§ **INSTRUCTIONS FOR THE TASK**
Every entry below must be retyped exactly, and the pictures must be left out.

══ AVAILABLE DATA

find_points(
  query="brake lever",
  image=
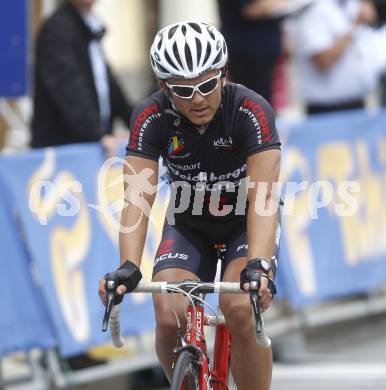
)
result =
(260, 334)
(111, 292)
(254, 297)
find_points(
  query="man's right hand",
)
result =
(126, 278)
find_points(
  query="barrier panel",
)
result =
(13, 48)
(24, 322)
(334, 227)
(67, 202)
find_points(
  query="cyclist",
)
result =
(218, 141)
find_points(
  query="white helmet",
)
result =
(187, 50)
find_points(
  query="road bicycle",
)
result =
(192, 369)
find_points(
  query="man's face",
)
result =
(199, 109)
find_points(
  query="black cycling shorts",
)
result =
(189, 244)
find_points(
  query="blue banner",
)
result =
(13, 48)
(334, 226)
(67, 202)
(24, 321)
(70, 232)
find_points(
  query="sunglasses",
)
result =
(187, 91)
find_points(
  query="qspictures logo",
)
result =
(176, 144)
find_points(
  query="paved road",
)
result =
(345, 357)
(351, 356)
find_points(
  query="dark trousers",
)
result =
(255, 74)
(321, 109)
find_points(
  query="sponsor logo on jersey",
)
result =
(225, 143)
(176, 144)
(171, 256)
(259, 113)
(165, 247)
(242, 247)
(141, 122)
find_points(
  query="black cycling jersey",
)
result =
(206, 162)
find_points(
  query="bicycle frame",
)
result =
(195, 336)
(193, 341)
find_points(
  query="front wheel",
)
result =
(185, 375)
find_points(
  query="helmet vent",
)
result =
(172, 32)
(207, 53)
(176, 54)
(161, 68)
(199, 48)
(211, 33)
(217, 58)
(188, 57)
(169, 60)
(195, 27)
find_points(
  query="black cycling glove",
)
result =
(128, 274)
(253, 273)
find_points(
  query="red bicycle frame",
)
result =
(218, 375)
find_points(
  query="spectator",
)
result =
(254, 41)
(76, 95)
(339, 55)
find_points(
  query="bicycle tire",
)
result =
(185, 375)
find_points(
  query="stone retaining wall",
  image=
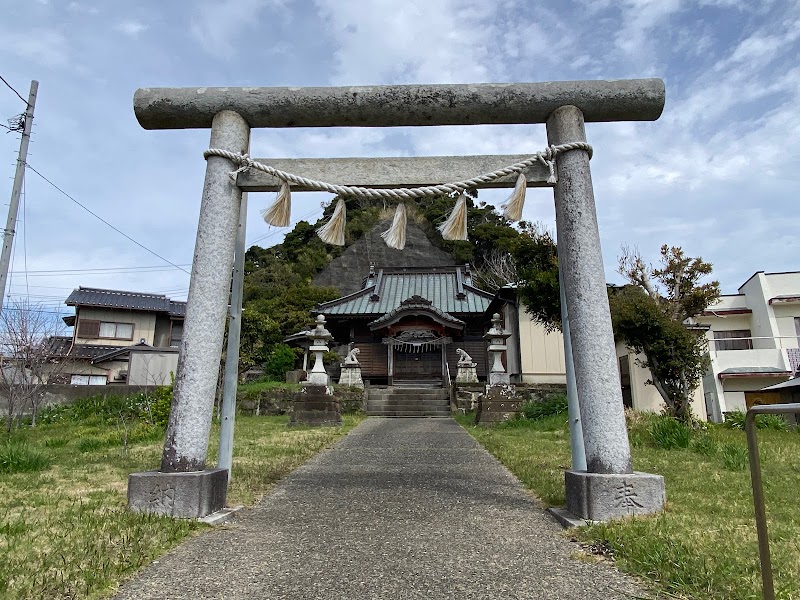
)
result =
(466, 397)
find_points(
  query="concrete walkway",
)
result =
(400, 508)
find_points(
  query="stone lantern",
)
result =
(315, 403)
(498, 402)
(319, 338)
(497, 336)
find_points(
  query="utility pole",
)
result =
(19, 176)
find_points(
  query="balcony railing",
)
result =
(782, 342)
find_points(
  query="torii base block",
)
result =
(188, 495)
(605, 496)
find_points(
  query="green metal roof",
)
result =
(448, 288)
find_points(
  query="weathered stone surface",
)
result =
(346, 273)
(185, 495)
(400, 105)
(467, 374)
(315, 405)
(605, 496)
(351, 376)
(595, 358)
(498, 404)
(186, 442)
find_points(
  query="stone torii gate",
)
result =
(609, 488)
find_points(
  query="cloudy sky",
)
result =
(718, 174)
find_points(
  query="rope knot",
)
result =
(245, 164)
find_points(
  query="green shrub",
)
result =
(56, 442)
(554, 405)
(18, 457)
(775, 422)
(668, 433)
(704, 444)
(280, 360)
(734, 457)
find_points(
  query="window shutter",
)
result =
(88, 329)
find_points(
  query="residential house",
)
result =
(534, 354)
(121, 337)
(753, 340)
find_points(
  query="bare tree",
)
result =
(498, 269)
(31, 354)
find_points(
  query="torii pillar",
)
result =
(609, 488)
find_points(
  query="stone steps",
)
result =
(407, 402)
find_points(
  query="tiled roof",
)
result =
(96, 297)
(62, 346)
(448, 288)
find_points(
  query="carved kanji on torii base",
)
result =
(563, 106)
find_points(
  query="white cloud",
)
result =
(220, 25)
(131, 27)
(41, 46)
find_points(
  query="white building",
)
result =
(752, 340)
(752, 343)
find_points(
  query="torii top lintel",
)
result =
(401, 105)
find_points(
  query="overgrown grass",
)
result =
(65, 531)
(704, 544)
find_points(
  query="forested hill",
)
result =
(284, 282)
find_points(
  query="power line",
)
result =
(25, 233)
(103, 270)
(104, 221)
(13, 90)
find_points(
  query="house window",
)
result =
(116, 331)
(733, 340)
(105, 329)
(88, 380)
(625, 381)
(176, 335)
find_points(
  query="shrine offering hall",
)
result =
(408, 323)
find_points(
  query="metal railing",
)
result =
(758, 488)
(778, 339)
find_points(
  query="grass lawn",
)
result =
(704, 545)
(64, 528)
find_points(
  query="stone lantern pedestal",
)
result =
(315, 404)
(498, 403)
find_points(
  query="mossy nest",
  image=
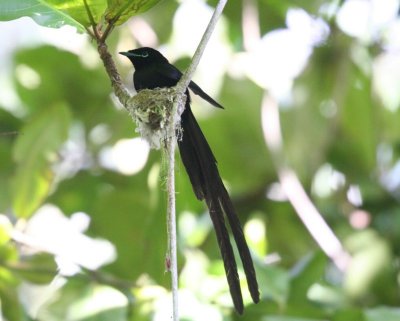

════

§ **YOUR SOLUTION**
find_points(
  query="brake lever",
  image=
)
result =
(260, 334)
(111, 292)
(254, 297)
find_points(
  query="man's right hand",
)
result =
(126, 278)
find_points(
  query="barrier panel",
)
result =
(13, 48)
(24, 322)
(334, 227)
(67, 202)
find_points(
  query="cyclist",
)
result =
(218, 141)
find_points(
  query="white helmet",
)
result =
(187, 50)
find_points(
  query="road bicycle",
)
result =
(192, 369)
find_points(
  query="man's face",
)
result =
(199, 109)
find_points(
  query="black cycling shorts",
)
result =
(189, 244)
find_points(
  query="blue banner",
)
result =
(13, 48)
(334, 226)
(67, 202)
(24, 321)
(70, 232)
find_points(
  query="sunglasses",
)
result =
(187, 91)
find_points(
  query="qspictures logo",
)
result =
(176, 144)
find_points(
  query="paved road",
)
result =
(345, 357)
(351, 356)
find_points(
  query="dark trousers",
)
result =
(255, 74)
(321, 109)
find_points(
  query="sponsor logo on jersey",
)
result =
(225, 143)
(176, 144)
(171, 256)
(259, 113)
(165, 247)
(242, 247)
(141, 122)
find_points(
  query="black cycling jersey",
)
result =
(206, 162)
find_points(
  query="bicycle frame",
)
result =
(195, 336)
(193, 341)
find_points(
  query="front wheel",
)
result =
(185, 375)
find_points(
  query="helmet vent",
)
result =
(172, 32)
(207, 53)
(176, 54)
(161, 68)
(199, 48)
(211, 33)
(217, 58)
(188, 57)
(169, 60)
(195, 27)
find_points(
  query="black cycling glove",
)
result =
(128, 274)
(253, 273)
find_points(
  query="red bicycle frame",
)
result =
(218, 375)
find_points(
  query="spectator",
)
result =
(254, 41)
(76, 95)
(339, 55)
find_points(
  query="bicycle tire",
)
result =
(185, 375)
find_points(
  query="stone retaining wall",
  image=
)
result =
(466, 397)
find_points(
  query="concrete walkway",
)
result =
(400, 508)
find_points(
  query="stone lantern",
)
result =
(315, 403)
(498, 402)
(319, 338)
(497, 336)
find_points(
  query="utility pole",
)
result =
(19, 176)
find_points(
  query="balcony railing",
)
result =
(782, 342)
find_points(
  query="torii base block",
)
result =
(188, 495)
(605, 496)
find_points(
  query="green metal roof",
)
result =
(448, 288)
find_points(
  query="weathered stone surface",
)
result =
(346, 273)
(185, 495)
(400, 105)
(467, 374)
(315, 405)
(605, 496)
(351, 376)
(595, 358)
(498, 404)
(186, 442)
find_points(
  query="stone torii gate",
)
result =
(609, 488)
find_points(
  query="cloudy sky",
)
result =
(718, 174)
find_points(
  query="rope knot",
)
result =
(245, 164)
find_points(
  query="green shrub",
)
result =
(56, 442)
(554, 405)
(18, 457)
(775, 422)
(668, 433)
(704, 444)
(280, 360)
(734, 457)
find_points(
  query="window shutter",
)
result =
(88, 329)
find_points(
  query="residential house",
)
result =
(534, 354)
(121, 337)
(753, 340)
find_points(
  query="bare tree",
)
result =
(498, 269)
(31, 354)
find_points(
  query="torii pillar",
)
result =
(609, 488)
find_points(
  query="stone steps",
)
result =
(407, 402)
find_points(
  query="tiled roof",
)
result =
(96, 297)
(62, 346)
(448, 288)
find_points(
  query="carved kanji on torii base",
)
result =
(563, 106)
find_points(
  query="white cloud",
)
result =
(220, 25)
(131, 27)
(41, 46)
find_points(
  query="white building",
)
result =
(752, 340)
(752, 343)
find_points(
  query="torii top lintel",
)
result =
(401, 105)
find_points(
  query="overgrown grass",
)
result =
(65, 531)
(704, 544)
find_points(
  query="forested hill",
)
result =
(284, 282)
find_points(
  query="power line",
)
result =
(25, 233)
(103, 270)
(104, 221)
(13, 90)
find_points(
  query="house window",
)
result =
(116, 331)
(733, 340)
(105, 329)
(88, 380)
(625, 381)
(176, 335)
find_points(
  query="shrine offering hall",
)
result =
(408, 323)
find_points(
  query="metal railing",
)
result =
(758, 488)
(778, 339)
find_points(
  query="grass lawn",
)
result =
(704, 545)
(64, 528)
find_points(
  query="stone lantern pedestal",
)
result =
(315, 404)
(498, 403)
find_points(
  query="mossy nest",
  image=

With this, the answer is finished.